§ **Problem description**: Quote exactly the lines from the start of the entries to the one with "Annotate every white fascia", both ends included.

(Beginning of Extracted records)

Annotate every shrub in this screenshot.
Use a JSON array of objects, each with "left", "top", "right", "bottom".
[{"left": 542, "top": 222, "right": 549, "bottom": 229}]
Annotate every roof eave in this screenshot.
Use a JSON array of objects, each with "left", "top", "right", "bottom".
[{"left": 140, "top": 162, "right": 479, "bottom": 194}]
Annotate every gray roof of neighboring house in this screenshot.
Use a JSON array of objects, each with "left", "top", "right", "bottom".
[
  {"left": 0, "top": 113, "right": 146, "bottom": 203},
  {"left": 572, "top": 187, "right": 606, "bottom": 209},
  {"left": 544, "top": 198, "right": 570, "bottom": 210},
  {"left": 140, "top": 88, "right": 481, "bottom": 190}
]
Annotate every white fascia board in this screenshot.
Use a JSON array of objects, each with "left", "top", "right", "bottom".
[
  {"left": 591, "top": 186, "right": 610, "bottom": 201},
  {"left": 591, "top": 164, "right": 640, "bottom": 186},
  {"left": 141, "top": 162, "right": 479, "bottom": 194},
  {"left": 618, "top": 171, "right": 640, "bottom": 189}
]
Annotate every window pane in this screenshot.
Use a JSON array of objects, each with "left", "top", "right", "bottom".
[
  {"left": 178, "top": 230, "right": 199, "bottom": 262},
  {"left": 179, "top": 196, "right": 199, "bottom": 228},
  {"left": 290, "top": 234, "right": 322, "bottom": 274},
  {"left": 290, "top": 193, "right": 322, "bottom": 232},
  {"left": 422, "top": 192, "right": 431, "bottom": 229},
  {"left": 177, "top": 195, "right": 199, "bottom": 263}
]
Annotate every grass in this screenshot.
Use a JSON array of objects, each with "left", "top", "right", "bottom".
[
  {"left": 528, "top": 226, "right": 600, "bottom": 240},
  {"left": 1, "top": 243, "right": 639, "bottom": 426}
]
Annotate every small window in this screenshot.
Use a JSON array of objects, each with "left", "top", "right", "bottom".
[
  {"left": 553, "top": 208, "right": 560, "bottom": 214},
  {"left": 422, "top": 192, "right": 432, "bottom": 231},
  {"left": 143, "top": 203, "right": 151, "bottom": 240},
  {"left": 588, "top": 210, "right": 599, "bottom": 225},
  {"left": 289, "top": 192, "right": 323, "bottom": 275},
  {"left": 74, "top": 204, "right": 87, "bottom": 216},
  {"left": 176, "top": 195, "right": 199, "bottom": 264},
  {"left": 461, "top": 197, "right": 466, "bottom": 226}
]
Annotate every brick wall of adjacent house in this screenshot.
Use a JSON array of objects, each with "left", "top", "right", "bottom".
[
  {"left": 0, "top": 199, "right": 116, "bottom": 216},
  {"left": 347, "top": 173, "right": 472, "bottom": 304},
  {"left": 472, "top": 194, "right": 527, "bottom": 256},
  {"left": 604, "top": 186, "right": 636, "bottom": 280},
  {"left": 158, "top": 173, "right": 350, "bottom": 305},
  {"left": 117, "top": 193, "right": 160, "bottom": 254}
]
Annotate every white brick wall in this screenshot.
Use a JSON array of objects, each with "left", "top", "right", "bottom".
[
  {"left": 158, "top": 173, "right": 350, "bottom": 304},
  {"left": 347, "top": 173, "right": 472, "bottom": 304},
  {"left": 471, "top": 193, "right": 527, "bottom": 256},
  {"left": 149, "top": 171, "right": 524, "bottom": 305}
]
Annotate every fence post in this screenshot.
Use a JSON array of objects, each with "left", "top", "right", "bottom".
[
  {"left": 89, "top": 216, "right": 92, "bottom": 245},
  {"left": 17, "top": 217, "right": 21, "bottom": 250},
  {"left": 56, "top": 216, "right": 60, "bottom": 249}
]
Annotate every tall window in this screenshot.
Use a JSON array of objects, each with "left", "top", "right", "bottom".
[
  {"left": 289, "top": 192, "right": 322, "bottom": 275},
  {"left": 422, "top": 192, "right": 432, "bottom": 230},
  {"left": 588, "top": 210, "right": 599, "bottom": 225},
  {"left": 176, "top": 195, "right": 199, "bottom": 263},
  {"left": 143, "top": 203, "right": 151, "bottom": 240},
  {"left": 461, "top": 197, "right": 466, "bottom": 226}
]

(End of Extracted records)

§ **Task answer**:
Annotate every shrub in this screenshot.
Use a JSON array of objects, each with "left", "top", "right", "bottom".
[{"left": 542, "top": 222, "right": 549, "bottom": 229}]
Annotate every roof eave in this screenshot.
Use a JSON array of objects, each with "left", "top", "right", "bottom".
[{"left": 140, "top": 162, "right": 479, "bottom": 194}]
Annotate every gray roof of neighboring house in this screenshot.
Use a JSON array of objects, each with "left", "top", "right", "bottom".
[
  {"left": 0, "top": 113, "right": 146, "bottom": 203},
  {"left": 572, "top": 187, "right": 606, "bottom": 209},
  {"left": 544, "top": 198, "right": 570, "bottom": 210},
  {"left": 140, "top": 88, "right": 481, "bottom": 190}
]
Annotate every white fascia board in this screenshot.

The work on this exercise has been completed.